### What is being asked
Pick out each line of the data that follows that contains the word "below", and copy those lines.

━━━ Records provided ━━━

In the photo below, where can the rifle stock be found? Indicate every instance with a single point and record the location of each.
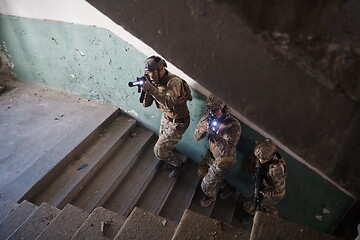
(258, 197)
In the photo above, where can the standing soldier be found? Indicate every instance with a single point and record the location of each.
(271, 172)
(223, 132)
(170, 93)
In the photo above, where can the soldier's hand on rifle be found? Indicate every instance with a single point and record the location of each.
(147, 85)
(265, 194)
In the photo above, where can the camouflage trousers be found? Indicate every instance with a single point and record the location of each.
(170, 133)
(213, 176)
(269, 204)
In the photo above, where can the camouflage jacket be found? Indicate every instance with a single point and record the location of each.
(170, 96)
(276, 172)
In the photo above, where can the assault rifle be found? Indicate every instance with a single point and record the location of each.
(140, 81)
(213, 122)
(259, 186)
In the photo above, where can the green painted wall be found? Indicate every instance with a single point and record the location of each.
(94, 63)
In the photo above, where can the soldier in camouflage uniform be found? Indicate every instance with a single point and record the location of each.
(274, 174)
(170, 94)
(223, 133)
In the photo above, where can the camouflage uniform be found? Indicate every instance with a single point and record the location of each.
(222, 153)
(274, 182)
(170, 96)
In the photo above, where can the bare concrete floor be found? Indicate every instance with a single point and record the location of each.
(33, 120)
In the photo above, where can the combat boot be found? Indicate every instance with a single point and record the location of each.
(207, 201)
(227, 191)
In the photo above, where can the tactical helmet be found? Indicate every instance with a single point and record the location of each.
(264, 149)
(154, 63)
(213, 103)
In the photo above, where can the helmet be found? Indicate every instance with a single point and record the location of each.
(264, 149)
(154, 63)
(213, 103)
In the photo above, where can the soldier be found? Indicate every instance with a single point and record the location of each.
(223, 133)
(170, 94)
(273, 174)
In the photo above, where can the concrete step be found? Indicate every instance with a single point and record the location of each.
(39, 174)
(106, 180)
(142, 224)
(264, 225)
(194, 225)
(158, 190)
(16, 218)
(195, 202)
(65, 224)
(224, 210)
(180, 197)
(101, 224)
(72, 177)
(35, 223)
(7, 207)
(131, 188)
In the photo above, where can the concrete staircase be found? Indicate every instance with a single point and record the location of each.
(111, 186)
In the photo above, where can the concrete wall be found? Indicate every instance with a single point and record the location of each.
(91, 56)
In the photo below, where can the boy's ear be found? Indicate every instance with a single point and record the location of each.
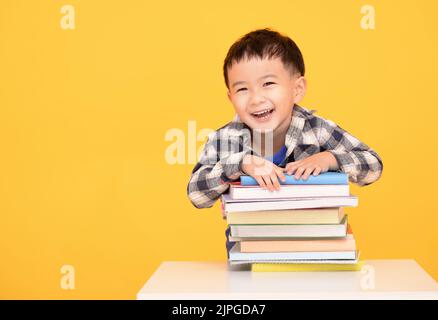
(300, 88)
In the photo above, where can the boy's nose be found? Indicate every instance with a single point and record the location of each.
(256, 99)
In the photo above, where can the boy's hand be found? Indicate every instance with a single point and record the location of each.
(264, 171)
(317, 163)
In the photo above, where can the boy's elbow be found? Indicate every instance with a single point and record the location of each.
(372, 175)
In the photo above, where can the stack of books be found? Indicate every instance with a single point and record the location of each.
(301, 227)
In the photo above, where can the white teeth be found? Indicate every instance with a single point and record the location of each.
(261, 112)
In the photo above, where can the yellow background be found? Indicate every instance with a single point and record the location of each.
(83, 114)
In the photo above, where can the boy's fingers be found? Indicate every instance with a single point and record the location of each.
(299, 172)
(290, 169)
(268, 183)
(275, 181)
(307, 172)
(317, 171)
(280, 174)
(260, 181)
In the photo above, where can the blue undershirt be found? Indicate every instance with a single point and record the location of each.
(276, 159)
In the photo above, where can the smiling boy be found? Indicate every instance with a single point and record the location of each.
(271, 134)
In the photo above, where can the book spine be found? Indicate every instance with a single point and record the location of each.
(323, 178)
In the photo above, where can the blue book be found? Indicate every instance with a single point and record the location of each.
(322, 178)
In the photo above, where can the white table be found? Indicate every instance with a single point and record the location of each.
(378, 279)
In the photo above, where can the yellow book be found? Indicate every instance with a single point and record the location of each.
(305, 267)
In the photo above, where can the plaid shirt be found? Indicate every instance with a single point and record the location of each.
(220, 161)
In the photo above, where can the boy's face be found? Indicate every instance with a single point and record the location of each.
(263, 93)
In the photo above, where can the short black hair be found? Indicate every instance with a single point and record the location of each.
(265, 43)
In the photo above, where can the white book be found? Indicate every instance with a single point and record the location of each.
(235, 254)
(233, 205)
(290, 230)
(289, 191)
(323, 261)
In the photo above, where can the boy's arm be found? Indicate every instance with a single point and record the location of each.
(363, 165)
(210, 177)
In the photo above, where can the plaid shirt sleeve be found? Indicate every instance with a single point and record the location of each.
(363, 165)
(216, 168)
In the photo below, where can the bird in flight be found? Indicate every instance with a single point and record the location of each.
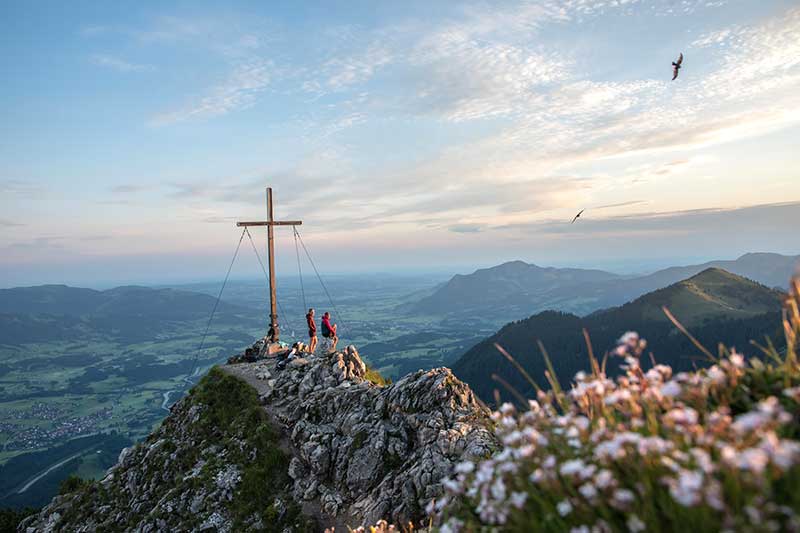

━━━

### Complete output
In the photo below, where can the rifle stock be found? Indicate every instance with a single point and record the location of each.
In the photo below, where can the boy's ear be found? Indicate every instance with a single point and record the location of each.
In the photo below, where can the bird in flight be found? Indicate every instance with a single point and record the location of each.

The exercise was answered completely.